SLIMM CALHOUN – WORLDLY WAYS
Dans la Dungeon Family, les carrières sont chaotiques : Big Boi et Andre 3000 sont des icônes pop à la limite de l’entente cordiale, Goodie Mob essaie de composer avec la nouvelle vie de Cee-Lo, Future a mis une petite décennie pour exploser, et beaucoup, beaucoup d’autres sont simplement restés dans l’ombre. Slimm Calhoun, avec son petit album passé sous les radars, est de ceux-là. C’est dommage, car il avait un truc. Dans The Skinny, sa voix d’enfant âgé colle bien aux productions de Big Boi, Andre 3000 et Mr DJ (réunis sous le nom Earthtone III). Le trio le pousse à l’introspection dans le très beau “Worldly Ways”, et quand Slimm Calhoun dit “And I think about change… Think about it, think about it”, il faut bien avouer qu’on cogite aussi.
BIG RUBE – EXTREMISTS
Socle moral de la Dungeon Family, Big Rube est l’une des voix qu’on associe immédiatement à la ville d’Atlanta. Sa légende, il l’a construite de poème en poème, d’intros en interludes, de ponts en acapellas. Dans un monde parfait, il aurait déjà sorti un bel album de spoken word politique et spirituel, forcément produit par Organized Noize, les éternels gardiens du donjon. (Dans le monde réel, il a fait un morceau sur le thème de Retour vers le Futur.) Paumée au fin fond de YouTube, “Extremists” est un peu la maquette prometteuse de son chef d’oeuvre imaginaire.
WITCHDOCTOR – HEAVEN’ COMIN
Les guitares sont à la Dungeon Family ce que les samples de kung-fu sont au Wu-Tang : un sceau d’authencité (à créditer au musicien de l’ombre Donny Mathis). Il y a les guitares de desperado de “Wheelz of Steel”, les guitares hurlantes de “Gasoline Dreams”, la basse subtile de “Thought Process”. Dans “Heavin’ Comin”, la guitare n’est plus instrument, c’est un animal blessé qui attend son heure. Ajoutez ces violons dramatiques, le rap vaudou de Witchdoctor, ces choristes descendues du ciel, et vous avez un patchwork parfait du son Dungeon Fam’, toujours en suspension entre le réel et le monde de l’âme.
WILLIE ISZ – IN THE RED
Les années 2000 ont été marquées par quelques tentatives de revival du son Dungeon Family. Le groupe Cunninlynguists y a consacré une bonne partie de sa carrière et en 2007, l’éngimatique Jneiro Jarel signera un album commun avec Khujo de Goodie Mob. Un disque séduisant mais bancal, beaucoup trop foutraque pour vraiment donner envie d’y revenir. Le temps fort restera “In The Red”, jolie adaptation du son Organized Noize, sur laquelle Khujo se prend à rêver d’un monde meilleur, les pieds dans la terre rouge de Géorgie.

DONNÉES AFFICHÉES:
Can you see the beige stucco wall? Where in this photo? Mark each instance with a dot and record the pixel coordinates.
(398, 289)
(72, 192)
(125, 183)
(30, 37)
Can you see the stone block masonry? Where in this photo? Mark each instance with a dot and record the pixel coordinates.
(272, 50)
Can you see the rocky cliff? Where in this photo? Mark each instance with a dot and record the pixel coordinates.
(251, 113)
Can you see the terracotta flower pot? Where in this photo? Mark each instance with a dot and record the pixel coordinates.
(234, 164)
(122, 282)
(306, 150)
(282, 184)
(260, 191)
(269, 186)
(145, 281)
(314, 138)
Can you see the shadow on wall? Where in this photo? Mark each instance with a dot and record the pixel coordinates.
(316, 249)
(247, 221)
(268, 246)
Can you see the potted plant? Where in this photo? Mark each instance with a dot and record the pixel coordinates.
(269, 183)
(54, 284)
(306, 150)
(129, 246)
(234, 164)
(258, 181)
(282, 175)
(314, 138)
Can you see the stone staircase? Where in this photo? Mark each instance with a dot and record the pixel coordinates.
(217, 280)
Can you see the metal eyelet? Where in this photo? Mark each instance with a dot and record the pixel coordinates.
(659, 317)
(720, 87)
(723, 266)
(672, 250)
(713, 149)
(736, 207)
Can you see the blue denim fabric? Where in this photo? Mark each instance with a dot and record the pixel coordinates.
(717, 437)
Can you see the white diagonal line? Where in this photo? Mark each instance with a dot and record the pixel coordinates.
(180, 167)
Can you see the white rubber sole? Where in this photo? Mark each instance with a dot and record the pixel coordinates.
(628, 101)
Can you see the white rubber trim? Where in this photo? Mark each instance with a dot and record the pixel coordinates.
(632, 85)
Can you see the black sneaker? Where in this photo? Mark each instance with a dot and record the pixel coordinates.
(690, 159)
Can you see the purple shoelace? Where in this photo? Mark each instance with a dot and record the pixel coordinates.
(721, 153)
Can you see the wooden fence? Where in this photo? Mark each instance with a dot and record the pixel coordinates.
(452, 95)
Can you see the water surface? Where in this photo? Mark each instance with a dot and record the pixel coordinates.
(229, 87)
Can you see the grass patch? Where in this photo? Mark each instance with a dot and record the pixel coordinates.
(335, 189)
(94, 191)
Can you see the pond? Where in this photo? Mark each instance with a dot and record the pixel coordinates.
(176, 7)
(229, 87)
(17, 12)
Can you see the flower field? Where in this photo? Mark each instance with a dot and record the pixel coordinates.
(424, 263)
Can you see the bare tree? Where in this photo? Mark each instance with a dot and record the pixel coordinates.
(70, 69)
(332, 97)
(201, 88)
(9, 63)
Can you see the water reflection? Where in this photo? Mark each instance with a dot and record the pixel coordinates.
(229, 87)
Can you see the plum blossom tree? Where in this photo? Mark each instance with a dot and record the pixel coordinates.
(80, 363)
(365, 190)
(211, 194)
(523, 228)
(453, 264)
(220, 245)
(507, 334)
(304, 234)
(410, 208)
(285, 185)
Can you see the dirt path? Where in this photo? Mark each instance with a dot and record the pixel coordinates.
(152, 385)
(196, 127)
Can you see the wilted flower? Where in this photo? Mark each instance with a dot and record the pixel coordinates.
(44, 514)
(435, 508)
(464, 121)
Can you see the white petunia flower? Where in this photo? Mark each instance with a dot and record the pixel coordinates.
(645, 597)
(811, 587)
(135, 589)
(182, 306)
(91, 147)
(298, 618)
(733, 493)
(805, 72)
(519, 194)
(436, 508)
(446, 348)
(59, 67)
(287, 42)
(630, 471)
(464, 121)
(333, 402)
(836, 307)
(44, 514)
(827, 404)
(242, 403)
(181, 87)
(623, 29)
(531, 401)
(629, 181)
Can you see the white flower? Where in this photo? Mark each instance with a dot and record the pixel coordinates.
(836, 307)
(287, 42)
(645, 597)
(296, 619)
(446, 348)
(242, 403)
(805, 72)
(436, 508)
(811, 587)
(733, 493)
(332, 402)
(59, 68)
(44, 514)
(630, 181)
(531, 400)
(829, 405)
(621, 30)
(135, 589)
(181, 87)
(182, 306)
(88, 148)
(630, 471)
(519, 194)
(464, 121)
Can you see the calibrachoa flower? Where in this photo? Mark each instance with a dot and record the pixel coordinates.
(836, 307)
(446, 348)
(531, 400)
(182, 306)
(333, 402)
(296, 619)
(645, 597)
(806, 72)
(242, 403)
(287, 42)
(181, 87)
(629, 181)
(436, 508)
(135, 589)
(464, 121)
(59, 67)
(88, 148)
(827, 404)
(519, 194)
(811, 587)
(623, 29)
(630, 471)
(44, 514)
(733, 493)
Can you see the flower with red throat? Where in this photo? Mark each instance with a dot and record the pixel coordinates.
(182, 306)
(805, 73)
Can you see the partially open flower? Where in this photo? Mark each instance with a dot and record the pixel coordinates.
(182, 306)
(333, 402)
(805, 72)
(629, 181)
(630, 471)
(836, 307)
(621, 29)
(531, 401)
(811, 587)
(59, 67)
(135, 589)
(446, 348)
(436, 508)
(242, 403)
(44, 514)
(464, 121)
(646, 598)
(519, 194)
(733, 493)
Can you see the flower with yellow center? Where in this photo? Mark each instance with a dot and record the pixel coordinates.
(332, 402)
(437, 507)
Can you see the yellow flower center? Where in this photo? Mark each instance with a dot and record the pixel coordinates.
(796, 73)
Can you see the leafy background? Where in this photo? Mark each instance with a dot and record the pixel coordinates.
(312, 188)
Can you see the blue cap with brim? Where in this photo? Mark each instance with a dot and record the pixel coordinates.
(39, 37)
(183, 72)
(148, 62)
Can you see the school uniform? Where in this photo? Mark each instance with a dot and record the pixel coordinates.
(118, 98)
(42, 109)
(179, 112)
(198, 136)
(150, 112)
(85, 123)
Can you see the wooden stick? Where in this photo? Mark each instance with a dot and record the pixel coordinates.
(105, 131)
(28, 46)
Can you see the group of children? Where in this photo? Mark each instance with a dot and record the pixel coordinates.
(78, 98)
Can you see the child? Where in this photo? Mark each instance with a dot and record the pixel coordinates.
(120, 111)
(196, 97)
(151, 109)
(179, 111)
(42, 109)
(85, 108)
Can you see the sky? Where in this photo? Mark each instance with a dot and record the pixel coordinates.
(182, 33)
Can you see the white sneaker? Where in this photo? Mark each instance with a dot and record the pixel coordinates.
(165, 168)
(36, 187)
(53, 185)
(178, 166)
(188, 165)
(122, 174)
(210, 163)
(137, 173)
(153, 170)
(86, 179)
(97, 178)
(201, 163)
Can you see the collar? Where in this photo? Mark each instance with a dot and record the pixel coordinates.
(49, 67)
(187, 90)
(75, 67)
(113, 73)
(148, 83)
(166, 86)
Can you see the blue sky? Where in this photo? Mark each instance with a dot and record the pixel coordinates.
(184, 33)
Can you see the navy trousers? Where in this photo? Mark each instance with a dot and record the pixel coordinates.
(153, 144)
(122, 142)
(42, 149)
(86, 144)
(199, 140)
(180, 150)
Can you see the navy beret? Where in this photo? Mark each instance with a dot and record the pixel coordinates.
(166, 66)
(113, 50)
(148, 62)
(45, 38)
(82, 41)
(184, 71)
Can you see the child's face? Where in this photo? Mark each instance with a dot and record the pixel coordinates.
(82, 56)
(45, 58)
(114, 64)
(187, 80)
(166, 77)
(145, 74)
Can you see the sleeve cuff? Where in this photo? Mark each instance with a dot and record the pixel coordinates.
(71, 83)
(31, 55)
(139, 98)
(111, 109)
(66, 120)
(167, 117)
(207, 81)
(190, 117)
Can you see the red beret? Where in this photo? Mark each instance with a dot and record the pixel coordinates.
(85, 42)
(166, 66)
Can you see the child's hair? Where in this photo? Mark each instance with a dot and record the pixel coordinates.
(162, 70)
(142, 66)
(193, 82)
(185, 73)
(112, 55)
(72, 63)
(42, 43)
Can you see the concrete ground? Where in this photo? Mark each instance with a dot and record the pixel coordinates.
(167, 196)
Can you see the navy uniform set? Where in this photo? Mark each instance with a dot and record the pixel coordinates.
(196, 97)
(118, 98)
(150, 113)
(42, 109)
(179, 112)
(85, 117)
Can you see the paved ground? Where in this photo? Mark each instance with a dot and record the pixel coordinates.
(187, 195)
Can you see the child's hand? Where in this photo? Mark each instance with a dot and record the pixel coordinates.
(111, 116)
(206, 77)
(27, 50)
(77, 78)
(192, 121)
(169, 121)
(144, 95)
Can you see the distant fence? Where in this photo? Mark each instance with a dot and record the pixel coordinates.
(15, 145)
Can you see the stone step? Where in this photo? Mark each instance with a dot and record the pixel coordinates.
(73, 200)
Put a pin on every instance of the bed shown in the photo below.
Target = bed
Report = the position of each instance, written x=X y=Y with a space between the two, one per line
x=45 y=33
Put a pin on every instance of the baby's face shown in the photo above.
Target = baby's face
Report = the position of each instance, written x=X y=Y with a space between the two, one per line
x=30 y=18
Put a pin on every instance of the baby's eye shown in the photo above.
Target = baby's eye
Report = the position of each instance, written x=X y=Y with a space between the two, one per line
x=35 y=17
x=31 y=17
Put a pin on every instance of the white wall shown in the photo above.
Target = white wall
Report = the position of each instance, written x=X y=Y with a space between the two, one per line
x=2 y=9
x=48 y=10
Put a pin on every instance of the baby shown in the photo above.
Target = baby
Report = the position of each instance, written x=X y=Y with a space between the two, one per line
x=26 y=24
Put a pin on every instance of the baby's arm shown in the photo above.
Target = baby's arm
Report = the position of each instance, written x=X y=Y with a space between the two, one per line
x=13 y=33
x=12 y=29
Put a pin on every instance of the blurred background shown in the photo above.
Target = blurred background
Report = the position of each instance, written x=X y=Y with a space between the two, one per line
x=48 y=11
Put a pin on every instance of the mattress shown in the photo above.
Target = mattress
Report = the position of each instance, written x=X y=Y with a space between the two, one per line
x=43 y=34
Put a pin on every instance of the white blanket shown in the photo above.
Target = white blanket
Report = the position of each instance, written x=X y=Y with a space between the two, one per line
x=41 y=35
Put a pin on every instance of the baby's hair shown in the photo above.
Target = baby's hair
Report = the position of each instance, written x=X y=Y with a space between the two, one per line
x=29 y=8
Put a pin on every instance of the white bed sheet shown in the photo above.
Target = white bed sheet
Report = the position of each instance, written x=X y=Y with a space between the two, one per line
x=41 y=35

DESCRIPTION DU PROBLÈME: Dans l'extrait sur la Dungeon Family, quels producteurs sont réunis sous le nom Earthtone III ? Cite-les tous.

RÉPONSE COMPLÈTE: Les producteurs réunis sous le nom Earthtone III sont Big Boi, Andre 3000 et Mr DJ.